Exercise brief>
Your task is to return the span of lines beginning at the one with "blue kit in" and ending at the last line of the data, exactly as it stands.

════

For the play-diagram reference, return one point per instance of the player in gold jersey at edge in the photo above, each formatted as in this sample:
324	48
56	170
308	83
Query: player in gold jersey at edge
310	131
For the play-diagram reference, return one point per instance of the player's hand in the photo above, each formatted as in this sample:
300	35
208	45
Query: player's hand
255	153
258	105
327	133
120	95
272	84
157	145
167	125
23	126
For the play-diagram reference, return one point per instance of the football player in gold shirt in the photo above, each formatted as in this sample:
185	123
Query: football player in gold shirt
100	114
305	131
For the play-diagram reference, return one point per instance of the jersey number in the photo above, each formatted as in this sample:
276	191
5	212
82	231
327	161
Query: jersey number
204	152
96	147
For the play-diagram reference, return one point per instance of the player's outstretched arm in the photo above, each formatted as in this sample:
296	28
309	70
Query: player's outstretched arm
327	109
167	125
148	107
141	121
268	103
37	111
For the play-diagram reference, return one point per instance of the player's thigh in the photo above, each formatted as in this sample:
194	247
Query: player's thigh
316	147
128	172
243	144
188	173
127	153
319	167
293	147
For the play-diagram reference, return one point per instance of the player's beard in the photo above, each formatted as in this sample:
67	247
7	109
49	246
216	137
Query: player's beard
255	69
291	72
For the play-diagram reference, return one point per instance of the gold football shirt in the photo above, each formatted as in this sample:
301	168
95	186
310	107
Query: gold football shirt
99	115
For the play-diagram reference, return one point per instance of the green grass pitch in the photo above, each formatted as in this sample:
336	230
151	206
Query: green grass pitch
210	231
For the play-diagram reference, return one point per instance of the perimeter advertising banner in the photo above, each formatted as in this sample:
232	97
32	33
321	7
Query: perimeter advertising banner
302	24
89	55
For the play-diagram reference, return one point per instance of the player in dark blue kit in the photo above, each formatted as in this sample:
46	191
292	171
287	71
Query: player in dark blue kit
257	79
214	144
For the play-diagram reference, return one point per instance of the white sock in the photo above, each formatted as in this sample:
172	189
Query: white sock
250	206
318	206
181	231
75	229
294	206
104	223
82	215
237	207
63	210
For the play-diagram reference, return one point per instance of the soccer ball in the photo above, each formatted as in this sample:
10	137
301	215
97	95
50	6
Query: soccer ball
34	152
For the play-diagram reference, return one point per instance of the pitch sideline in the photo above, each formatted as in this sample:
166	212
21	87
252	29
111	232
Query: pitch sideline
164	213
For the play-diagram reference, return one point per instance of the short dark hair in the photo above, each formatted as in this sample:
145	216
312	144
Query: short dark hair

════

Response to the task>
For the play-diagram reference, return one point per instance of the player in dark blue kit in the photo above, each formatted as in this sample:
46	191
292	171
287	71
Query: player in dark blue kit
257	79
214	144
For the play-diagram reference, return one point per instance of the white sock in the photo above, each formatted as in this sample:
172	189
Query: white sock
250	206
318	206
181	231
75	229
294	206
104	223
82	215
237	207
63	210
For the play-diagram reference, return one point per instance of the soccer ball in the photo above, each formatted as in this sample:
10	137
301	215
97	95
50	6
Query: soccer ball
34	152
For the play-diagram reference, return one point per instance of the pitch sideline in the photo above, each formatted as in this sample:
166	212
21	87
252	29
111	232
Query: pitch sideline
164	213
For the play-diagram reference, return one point per instance of the short dark hair in the photo above, each formatted as in this sample:
145	216
312	144
Query: short dark hair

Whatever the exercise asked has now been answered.